(Saved entries)

::::

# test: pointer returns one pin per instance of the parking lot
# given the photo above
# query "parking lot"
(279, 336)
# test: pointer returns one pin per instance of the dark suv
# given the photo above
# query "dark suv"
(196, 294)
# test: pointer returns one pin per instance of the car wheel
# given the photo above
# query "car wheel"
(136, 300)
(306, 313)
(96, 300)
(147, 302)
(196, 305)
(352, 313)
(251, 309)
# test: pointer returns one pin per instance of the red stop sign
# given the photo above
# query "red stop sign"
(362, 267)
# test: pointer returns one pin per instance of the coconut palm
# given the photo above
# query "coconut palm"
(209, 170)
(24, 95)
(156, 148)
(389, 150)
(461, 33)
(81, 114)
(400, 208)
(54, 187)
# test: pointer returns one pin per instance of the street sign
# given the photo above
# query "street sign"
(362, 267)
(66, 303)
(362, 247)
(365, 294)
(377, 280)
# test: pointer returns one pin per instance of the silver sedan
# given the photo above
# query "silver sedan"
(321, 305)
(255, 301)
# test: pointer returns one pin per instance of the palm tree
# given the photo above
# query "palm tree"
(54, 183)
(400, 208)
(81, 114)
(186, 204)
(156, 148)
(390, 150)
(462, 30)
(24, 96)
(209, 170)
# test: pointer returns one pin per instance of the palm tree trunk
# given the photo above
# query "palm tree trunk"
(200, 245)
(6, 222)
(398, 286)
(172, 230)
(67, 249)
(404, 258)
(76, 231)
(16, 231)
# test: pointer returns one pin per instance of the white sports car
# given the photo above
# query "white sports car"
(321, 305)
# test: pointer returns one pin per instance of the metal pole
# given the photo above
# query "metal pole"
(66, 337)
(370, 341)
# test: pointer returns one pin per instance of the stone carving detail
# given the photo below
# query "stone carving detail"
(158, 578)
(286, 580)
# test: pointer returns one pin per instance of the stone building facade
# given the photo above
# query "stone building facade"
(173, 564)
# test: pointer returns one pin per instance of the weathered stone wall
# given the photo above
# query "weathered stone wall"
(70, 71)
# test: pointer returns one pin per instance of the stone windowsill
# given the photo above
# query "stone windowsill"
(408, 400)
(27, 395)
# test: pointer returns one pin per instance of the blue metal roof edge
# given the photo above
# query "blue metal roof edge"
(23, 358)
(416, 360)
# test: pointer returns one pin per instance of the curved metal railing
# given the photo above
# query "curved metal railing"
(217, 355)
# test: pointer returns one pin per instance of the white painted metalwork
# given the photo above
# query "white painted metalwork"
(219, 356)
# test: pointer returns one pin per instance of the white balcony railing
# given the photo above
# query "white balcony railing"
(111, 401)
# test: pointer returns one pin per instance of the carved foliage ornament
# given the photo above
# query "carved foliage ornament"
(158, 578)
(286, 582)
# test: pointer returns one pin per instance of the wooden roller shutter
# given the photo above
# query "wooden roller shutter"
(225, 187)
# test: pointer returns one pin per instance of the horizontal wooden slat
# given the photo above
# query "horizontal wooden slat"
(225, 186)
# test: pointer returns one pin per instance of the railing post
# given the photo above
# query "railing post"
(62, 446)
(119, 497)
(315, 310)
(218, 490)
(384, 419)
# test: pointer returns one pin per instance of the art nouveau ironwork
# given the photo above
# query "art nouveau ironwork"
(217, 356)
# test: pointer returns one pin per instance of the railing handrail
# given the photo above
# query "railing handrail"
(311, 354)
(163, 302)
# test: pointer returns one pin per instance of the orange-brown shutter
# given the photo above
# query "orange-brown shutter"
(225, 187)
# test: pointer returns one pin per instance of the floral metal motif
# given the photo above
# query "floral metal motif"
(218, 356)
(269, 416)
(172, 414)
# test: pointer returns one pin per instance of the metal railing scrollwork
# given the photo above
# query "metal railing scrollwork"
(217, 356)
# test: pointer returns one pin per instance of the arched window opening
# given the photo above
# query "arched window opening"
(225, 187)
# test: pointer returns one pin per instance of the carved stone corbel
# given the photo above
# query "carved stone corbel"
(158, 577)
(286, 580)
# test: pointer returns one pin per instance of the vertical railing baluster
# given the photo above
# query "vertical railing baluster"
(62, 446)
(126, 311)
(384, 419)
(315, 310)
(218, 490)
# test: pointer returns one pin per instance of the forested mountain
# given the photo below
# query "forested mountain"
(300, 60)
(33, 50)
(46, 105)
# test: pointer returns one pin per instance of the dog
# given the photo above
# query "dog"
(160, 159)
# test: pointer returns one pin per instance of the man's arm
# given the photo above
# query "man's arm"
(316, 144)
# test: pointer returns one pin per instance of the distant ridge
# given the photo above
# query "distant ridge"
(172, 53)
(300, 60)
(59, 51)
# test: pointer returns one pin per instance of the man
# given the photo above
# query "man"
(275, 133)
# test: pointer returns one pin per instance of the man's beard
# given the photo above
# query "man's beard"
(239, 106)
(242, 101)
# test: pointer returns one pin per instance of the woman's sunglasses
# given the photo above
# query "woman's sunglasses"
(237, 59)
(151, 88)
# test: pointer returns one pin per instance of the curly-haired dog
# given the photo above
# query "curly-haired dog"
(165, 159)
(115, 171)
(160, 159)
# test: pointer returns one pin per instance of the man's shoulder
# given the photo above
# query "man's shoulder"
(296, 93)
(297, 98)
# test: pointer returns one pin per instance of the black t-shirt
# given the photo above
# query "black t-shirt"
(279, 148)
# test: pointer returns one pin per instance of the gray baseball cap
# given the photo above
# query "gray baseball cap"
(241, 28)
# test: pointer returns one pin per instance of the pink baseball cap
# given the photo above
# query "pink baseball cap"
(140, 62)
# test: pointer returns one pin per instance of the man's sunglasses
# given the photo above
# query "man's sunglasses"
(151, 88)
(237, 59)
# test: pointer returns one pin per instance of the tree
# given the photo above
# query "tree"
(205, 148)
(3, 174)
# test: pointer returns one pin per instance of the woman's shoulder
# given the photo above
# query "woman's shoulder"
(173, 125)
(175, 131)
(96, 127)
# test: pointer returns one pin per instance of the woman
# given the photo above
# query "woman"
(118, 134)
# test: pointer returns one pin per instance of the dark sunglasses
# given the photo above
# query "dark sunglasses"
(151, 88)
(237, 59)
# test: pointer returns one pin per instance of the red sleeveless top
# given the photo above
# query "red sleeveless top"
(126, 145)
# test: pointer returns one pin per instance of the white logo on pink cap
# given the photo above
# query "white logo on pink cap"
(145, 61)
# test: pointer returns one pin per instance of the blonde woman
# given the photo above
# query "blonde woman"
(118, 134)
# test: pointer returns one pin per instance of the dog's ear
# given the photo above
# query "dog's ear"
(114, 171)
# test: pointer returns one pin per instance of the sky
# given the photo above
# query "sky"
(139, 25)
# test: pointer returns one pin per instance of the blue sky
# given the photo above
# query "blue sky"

::::

**EXERCISE DESCRIPTION**
Could you repeat every record word for word?

**PROBLEM SOLUTION**
# test: pointer returns one pin per instance of the parking lot
# given the photo above
# query "parking lot"
(279, 336)
# test: pointer returns one pin per instance of the dark suv
# given the photo above
# query "dark suv"
(196, 294)
# test: pointer returns one pin per instance of the car wheel
# given the photo above
# query "car wheel"
(136, 300)
(306, 313)
(96, 300)
(147, 302)
(196, 305)
(352, 313)
(251, 309)
# test: pointer returns one pin per instance of the red stop sign
# given the photo above
# query "red stop sign"
(362, 267)
# test: pointer returns one pin per instance of the coconut palm
# given the photo above
# query "coconut palm"
(209, 170)
(24, 95)
(156, 148)
(389, 150)
(461, 33)
(81, 114)
(400, 208)
(54, 187)
# test: pointer returns one pin per instance of the street sign
# given the photo above
# query "street sign"
(362, 267)
(66, 303)
(362, 247)
(365, 294)
(377, 280)
# test: pointer returns one pin per instance of the silver sedan
# given the photo above
# query "silver sedan"
(321, 305)
(255, 301)
# test: pointer returns one pin per instance of the palm tree
# given the photo above
# query "palm tree"
(54, 183)
(400, 208)
(81, 114)
(186, 204)
(156, 148)
(390, 150)
(462, 30)
(24, 96)
(209, 170)
# test: pointer returns one pin per instance of the palm tree trunk
# given the photo above
# query "palm tree trunk"
(200, 245)
(6, 222)
(398, 286)
(172, 230)
(67, 249)
(404, 258)
(76, 231)
(16, 231)
# test: pointer returns one pin per instance of the white sports car
# given the photo above
# query "white sports car"
(321, 305)
# test: pointer returns one pin per instance of the metal pole
# given the photo above
# query "metal pole"
(66, 337)
(370, 341)
# test: pointer returns one pin per instance of the stone carving detail
# given the photo below
# query "stone carving detail"
(158, 578)
(286, 580)
# test: pointer returns one pin per instance of the stone building facade
# given the photo above
# query "stone building facade"
(173, 564)
# test: pointer returns one pin per instance of the weathered stone wall
# given the photo above
# query "weathered stone wall"
(70, 71)
# test: pointer returns one pin per instance of the stone windowsill
# given the photo above
# query "stone windowsill"
(408, 400)
(27, 395)
# test: pointer returns one pin per instance of the blue metal roof edge
# given the photo above
# query "blue metal roof edge"
(23, 358)
(416, 360)
# test: pointer returns one pin per instance of the curved metal railing
# given the photo above
# query "curved metal railing"
(217, 355)
# test: pointer returns one pin per instance of the white painted metalwork
# given the photo above
# query "white painted metalwork"
(219, 356)
# test: pointer returns one pin per instance of the white balcony railing
# given the photo above
# query "white balcony railing"
(111, 401)
# test: pointer returns one pin per instance of the carved foliage ornament
# given the photo above
# query "carved foliage ornament"
(158, 578)
(286, 582)
# test: pointer returns one pin per instance of the wooden roller shutter
# given the photo above
# query "wooden roller shutter"
(225, 187)
# test: pointer returns one pin per instance of the horizontal wooden slat
# given the photo above
# query "horizontal wooden slat"
(225, 186)
# test: pointer returns one pin per instance of the railing post
# given the photo above
# query "railing post"
(62, 446)
(119, 497)
(315, 310)
(218, 490)
(384, 419)
# test: pointer returns one pin per instance of the art nouveau ironwork
# given the photo above
# query "art nouveau ironwork"
(217, 356)
# test: pointer returns one pin per instance of the railing handrail
# given the photo above
# query "railing handrail"
(311, 354)
(163, 302)
# test: pointer returns one pin per instance of the orange-brown shutter
# given the photo above
# query "orange-brown shutter"
(225, 187)
# test: pointer returns one pin per instance of the floral metal motif
# given the photo above
# query "floral metal motif"
(218, 356)
(269, 416)
(172, 414)
# test: pointer returns one pin per instance of the metal railing scrollwork
# given the photo above
# query "metal railing scrollwork"
(217, 356)
# test: pointer returns one pin per instance of the arched window opening
# given the photo above
# query "arched window opening"
(225, 187)
# test: pointer returns one pin per instance of the carved stone corbel
# given the photo above
# query "carved stone corbel"
(158, 577)
(286, 580)
# test: pointer returns one pin per instance of the vertical railing baluster
# given the photo above
# query "vertical railing baluster"
(62, 446)
(126, 311)
(384, 419)
(315, 310)
(218, 490)
# test: pointer returns one pin per instance of the forested mountain
# given the photo below
# query "forested mountain"
(300, 60)
(33, 50)
(46, 105)
# test: pointer returns one pin per instance of the dog
# given the photo above
# query "dog"
(160, 159)
# test: pointer returns one pin per instance of the man's arm
# given the photo above
# query "man's arm"
(316, 144)
# test: pointer returns one pin per instance of the distant ridge
# given the photo above
# query "distant ridge"
(172, 53)
(300, 60)
(59, 51)
# test: pointer returns one pin per instance of the man
# given the photo above
# query "man"
(275, 133)
# test: pointer returns one pin per instance of the man's beard
# given the photo above
# query "man's beard"
(239, 106)
(242, 101)
# test: pointer returns one pin per instance of the woman's sunglasses
# given the photo above
# query "woman's sunglasses"
(237, 59)
(151, 88)
# test: pointer returns one pin per instance of the curly-haired dog
# given the photo above
# query "curly-haired dog"
(165, 159)
(115, 171)
(160, 159)
# test: pointer returns one pin per instance of the man's shoulder
# given the photo above
# query "man's shoulder"
(296, 93)
(297, 98)
# test: pointer returns one pin per instance of the black t-shirt
# given the photo above
# query "black t-shirt"
(279, 148)
# test: pointer returns one pin per instance of the gray baseball cap
# given the photo above
# query "gray baseball cap"
(241, 28)
# test: pointer returns one pin per instance of the pink baseball cap
# given the photo above
# query "pink baseball cap"
(140, 62)
# test: pointer returns one pin per instance of the man's sunglasses
# given the photo above
# query "man's sunglasses"
(151, 88)
(237, 59)
# test: pointer returns one pin per instance of the tree
# given the photo above
# query "tree"
(205, 148)
(3, 174)
# test: pointer returns one pin per instance of the woman's shoulder
# given the photo above
# query "woman's shoulder"
(173, 125)
(175, 131)
(96, 127)
# test: pointer returns one pin per instance of the woman
# given the photo above
# query "woman"
(118, 134)
# test: pointer returns one pin per instance of the dark sunglasses
# given the photo above
# query "dark sunglasses"
(151, 88)
(237, 59)
# test: pointer returns one pin per instance of the red sleeveless top
# given the photo above
# query "red sleeveless top"
(126, 145)
# test: pointer returns one pin per instance of the white logo on pink cap
# given the photo above
# query "white logo on pink cap"
(145, 61)
# test: pointer returns one pin per instance of the blonde woman
# given the photo above
# query "blonde woman"
(118, 134)
# test: pointer returns one pin per instance of the dog's ear
# given the photo above
# query "dog's ear"
(114, 171)
# test: pointer returns one pin per instance of the sky
# given the photo above
# query "sky"
(139, 25)
# test: pointer returns one pin per instance of the blue sky
# given the photo above
# query "blue sky"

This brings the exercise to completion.